## Fonte

I personaggi maschili sono spesso macchiettistici, primo tra tutti il fratello neocatecumenale (Alessandro Tiberi) a cui il padre (Nello Mascia) – vecchio comunista che usava Marx come ninna nanna – a un certo punto dice: “[Potevi essere] Non ti dico comunista, ma almeno un 5 stelle?” Mezza sala rideva, ma non per le ragioni auspicate.

Il compagno di Livia (Giorgio Pasotti) è un guru vegetariano convinto che non esista alcuna differenza di ricchezza di sapori tra piatti vegetariani e onnivori e che beve solo centrifughe di finocchio e sedano, salvo cambiare totalmente idea in un attimo per una disperazione solo apparentemente giustificata. Ad essere più credibili sono Nicola e il suo compagno Manfredi (Massimiliano Vado) che hanno due figlie, litigano, ma tutto sommato sono complici e il modo di gestirsi la coppia risulta molto più naturale di quello delle altre coppie. Il nodo drammatico sulla scena rimane, forse, la maternità, ma permea una vaga sensazione che questo film voglia dire tanto altro, forse indagare sul nesso tra illegalità e immoralità?! Questi “forse” sono la ragione per cui non possiamo dire che Nove lune e mezza sia del tutto convincente e voglio dirlo con una  lettera aperta.

Cara Andreozzi, finalmente un film impegnato e non borioso, in cui la finezza dell’esperienza femminile riesce a imporsi senza risultare ostile, dimostrando che si possa mostrarla nella sua natura più spontanea, ma…sei sicura di non aver messo troppa carne al fuoco?

## Consegna scritta A
Secondo la recensione, che cosa beve il compagno di Livia?
## Consegna scritta B
Raccogli dall'elenco ogni riga in cui compare la parola "girl".

## Elenco fornito
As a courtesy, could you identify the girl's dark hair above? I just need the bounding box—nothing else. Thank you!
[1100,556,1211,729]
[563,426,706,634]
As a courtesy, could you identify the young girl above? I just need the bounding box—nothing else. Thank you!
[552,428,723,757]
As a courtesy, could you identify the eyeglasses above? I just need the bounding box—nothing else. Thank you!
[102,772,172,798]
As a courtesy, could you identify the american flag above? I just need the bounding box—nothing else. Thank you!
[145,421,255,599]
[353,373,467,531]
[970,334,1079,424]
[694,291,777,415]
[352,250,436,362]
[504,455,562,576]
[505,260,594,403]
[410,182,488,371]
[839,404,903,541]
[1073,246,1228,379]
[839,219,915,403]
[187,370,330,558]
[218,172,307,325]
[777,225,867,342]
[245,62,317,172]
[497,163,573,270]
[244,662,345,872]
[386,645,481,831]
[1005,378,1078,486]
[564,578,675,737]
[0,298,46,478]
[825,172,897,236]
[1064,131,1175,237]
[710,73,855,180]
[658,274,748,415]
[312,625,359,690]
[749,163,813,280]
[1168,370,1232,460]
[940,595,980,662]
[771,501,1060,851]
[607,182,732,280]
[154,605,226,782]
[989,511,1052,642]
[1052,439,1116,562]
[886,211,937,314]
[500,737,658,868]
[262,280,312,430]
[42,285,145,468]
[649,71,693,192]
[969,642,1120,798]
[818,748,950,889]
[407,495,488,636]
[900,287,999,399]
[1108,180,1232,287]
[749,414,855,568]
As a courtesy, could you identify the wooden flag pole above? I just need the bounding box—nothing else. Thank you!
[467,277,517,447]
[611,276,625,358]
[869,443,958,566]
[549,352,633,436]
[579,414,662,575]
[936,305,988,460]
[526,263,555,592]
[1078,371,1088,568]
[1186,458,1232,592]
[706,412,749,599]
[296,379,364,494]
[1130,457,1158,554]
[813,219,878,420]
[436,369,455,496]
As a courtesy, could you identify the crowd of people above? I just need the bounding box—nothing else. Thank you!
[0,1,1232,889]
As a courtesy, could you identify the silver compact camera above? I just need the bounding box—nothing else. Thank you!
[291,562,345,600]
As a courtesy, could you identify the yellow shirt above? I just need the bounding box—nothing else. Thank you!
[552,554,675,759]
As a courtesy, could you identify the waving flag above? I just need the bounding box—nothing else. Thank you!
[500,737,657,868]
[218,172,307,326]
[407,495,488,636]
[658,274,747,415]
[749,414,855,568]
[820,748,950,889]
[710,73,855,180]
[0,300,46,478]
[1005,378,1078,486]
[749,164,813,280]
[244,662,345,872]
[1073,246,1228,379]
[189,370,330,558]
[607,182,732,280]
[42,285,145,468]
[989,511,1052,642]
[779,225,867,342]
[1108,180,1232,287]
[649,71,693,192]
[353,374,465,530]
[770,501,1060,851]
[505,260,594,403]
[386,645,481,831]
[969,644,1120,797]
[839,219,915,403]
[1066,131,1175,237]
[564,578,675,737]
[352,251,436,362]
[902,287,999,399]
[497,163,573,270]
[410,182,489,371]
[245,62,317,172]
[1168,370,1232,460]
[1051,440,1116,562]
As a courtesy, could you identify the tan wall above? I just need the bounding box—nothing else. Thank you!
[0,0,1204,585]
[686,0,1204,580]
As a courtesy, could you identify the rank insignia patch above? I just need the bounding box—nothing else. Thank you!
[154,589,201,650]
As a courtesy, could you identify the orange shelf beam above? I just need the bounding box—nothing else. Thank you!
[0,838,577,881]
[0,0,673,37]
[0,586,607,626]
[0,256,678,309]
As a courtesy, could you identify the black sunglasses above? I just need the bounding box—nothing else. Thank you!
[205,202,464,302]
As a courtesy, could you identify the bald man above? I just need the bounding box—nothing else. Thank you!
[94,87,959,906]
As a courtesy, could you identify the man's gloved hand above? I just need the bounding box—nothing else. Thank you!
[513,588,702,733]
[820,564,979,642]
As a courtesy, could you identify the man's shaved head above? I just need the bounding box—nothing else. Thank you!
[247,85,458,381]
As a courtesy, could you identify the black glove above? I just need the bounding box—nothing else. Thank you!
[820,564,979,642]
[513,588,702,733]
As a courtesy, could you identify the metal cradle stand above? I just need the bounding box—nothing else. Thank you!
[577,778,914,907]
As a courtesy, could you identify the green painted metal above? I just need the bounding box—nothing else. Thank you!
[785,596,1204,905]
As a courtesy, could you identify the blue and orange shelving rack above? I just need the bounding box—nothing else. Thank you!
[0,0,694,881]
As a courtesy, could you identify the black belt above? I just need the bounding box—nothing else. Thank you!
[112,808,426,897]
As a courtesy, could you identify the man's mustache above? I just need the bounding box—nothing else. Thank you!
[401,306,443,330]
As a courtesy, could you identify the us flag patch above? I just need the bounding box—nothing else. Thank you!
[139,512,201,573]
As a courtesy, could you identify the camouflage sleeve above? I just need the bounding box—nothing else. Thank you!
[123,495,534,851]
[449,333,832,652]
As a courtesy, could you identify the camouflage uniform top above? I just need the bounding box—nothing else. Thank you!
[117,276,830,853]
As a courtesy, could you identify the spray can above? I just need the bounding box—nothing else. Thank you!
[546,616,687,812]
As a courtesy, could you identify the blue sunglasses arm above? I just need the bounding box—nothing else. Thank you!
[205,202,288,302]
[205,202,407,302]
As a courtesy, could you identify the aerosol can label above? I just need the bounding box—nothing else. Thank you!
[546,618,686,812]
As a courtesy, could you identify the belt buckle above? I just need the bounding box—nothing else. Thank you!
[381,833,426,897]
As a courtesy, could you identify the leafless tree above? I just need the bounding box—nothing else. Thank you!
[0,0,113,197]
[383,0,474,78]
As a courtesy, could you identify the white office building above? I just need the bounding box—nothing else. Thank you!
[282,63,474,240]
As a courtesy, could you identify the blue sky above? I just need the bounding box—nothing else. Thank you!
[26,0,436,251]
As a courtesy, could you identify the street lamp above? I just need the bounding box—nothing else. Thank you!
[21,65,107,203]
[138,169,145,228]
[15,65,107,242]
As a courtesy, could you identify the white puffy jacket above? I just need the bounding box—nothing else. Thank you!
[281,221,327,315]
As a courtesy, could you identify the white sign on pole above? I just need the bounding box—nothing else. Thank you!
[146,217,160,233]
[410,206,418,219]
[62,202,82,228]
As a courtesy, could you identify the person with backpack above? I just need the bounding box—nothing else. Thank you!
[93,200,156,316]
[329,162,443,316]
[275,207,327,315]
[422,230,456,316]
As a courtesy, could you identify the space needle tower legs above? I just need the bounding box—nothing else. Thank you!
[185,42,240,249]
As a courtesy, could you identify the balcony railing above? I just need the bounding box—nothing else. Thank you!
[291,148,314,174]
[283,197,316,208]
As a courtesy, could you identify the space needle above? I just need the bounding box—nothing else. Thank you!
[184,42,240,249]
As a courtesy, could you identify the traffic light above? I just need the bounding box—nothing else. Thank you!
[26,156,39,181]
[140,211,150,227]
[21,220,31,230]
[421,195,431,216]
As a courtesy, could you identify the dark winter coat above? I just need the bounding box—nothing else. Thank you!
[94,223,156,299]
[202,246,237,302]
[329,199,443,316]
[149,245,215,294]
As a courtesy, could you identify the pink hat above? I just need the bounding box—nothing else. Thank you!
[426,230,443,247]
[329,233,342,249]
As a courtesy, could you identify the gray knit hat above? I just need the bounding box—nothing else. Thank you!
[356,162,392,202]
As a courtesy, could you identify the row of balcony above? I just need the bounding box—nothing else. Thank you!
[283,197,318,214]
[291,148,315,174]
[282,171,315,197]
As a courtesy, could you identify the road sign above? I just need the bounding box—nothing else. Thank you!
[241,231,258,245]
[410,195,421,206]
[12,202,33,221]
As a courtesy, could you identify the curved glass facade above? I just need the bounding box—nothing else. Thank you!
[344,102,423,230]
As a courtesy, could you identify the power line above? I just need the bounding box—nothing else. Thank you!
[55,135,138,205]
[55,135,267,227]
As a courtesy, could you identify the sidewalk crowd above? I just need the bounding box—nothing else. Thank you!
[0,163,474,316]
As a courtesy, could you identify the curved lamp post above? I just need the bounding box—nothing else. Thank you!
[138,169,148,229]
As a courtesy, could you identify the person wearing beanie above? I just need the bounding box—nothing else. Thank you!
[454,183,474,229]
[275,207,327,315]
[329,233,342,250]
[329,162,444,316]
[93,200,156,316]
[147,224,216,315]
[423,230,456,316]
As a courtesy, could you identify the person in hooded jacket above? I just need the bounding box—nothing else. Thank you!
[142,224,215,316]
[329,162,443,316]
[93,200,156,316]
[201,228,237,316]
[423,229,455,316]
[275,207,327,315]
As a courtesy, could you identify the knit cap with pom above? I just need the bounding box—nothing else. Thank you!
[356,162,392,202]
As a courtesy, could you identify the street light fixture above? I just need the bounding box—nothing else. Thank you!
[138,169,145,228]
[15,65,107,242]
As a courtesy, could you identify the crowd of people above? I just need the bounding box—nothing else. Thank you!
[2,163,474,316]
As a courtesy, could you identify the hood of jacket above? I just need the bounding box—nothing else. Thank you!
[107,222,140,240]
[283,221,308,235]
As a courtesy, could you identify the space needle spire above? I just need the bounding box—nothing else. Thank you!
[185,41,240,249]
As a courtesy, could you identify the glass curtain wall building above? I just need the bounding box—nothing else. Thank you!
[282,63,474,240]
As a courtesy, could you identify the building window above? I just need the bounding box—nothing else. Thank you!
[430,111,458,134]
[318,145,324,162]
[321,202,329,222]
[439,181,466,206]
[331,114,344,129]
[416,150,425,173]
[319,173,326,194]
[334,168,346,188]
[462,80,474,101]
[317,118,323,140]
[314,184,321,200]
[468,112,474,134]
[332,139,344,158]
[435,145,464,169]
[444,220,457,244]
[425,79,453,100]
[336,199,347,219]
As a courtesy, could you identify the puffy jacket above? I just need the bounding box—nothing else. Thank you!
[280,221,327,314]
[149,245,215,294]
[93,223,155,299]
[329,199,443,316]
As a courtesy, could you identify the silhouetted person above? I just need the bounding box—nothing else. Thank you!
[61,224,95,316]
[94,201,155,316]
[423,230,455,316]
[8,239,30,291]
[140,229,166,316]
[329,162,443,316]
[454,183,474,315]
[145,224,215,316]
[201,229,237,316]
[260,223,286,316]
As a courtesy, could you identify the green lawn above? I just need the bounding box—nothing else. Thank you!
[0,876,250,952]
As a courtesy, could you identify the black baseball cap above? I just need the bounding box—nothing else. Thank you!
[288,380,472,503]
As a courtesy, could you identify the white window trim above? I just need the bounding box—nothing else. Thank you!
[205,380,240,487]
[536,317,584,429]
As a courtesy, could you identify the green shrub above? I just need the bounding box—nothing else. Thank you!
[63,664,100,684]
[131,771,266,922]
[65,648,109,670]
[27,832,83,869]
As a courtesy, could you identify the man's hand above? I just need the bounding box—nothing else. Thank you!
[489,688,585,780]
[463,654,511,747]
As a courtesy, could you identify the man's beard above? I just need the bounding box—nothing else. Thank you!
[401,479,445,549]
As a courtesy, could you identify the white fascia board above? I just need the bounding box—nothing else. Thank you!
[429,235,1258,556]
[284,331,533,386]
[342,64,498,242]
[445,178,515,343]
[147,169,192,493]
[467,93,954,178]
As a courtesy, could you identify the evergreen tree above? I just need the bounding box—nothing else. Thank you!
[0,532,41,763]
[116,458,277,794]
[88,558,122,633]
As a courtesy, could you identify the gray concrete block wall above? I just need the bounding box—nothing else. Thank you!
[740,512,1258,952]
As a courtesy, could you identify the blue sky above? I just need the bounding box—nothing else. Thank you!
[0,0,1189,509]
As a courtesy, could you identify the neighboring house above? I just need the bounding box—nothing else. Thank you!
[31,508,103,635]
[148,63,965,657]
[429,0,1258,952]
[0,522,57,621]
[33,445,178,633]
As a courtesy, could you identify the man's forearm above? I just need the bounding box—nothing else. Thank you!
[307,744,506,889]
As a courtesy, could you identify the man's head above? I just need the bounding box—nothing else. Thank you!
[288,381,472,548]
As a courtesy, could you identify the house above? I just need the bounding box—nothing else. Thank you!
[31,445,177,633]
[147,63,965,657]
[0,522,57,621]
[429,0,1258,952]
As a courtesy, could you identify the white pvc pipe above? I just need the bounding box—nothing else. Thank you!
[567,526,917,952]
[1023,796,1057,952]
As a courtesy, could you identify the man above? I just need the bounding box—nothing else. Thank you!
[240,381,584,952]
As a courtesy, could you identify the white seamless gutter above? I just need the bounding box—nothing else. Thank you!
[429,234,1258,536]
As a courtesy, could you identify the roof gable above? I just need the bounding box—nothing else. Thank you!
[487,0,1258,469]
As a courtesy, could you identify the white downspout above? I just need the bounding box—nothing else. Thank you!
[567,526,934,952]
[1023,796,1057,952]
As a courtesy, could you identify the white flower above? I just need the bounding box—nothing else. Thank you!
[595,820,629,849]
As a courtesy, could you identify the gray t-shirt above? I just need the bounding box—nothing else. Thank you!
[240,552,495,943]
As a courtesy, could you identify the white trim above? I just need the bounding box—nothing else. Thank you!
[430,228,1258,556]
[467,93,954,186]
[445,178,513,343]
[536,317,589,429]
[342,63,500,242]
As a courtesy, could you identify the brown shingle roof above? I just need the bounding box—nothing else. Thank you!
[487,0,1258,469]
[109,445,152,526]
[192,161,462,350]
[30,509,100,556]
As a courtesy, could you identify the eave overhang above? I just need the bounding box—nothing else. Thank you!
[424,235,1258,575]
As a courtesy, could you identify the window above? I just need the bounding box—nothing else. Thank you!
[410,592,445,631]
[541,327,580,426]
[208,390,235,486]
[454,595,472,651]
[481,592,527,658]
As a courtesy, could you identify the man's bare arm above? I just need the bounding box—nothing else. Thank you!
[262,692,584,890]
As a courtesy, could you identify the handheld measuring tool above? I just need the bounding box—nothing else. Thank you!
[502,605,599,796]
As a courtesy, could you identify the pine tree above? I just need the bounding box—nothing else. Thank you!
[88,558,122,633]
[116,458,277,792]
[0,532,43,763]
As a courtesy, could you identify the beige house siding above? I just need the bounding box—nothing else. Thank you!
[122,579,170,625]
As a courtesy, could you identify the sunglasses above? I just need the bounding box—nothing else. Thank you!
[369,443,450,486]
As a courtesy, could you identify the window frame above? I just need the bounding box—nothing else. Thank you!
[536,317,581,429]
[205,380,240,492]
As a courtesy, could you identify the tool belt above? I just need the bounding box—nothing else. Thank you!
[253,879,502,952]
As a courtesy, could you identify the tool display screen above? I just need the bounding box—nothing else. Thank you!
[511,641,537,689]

## Risultato corretto A
Beve solo centrifughe di finocchio e sedano.

## Risultato corretto B
As a courtesy, could you identify the girl's dark hair above? I just need the bounding box—nothing else. Thank you!
As a courtesy, could you identify the young girl above? I just need the bounding box—nothing else. Thank you!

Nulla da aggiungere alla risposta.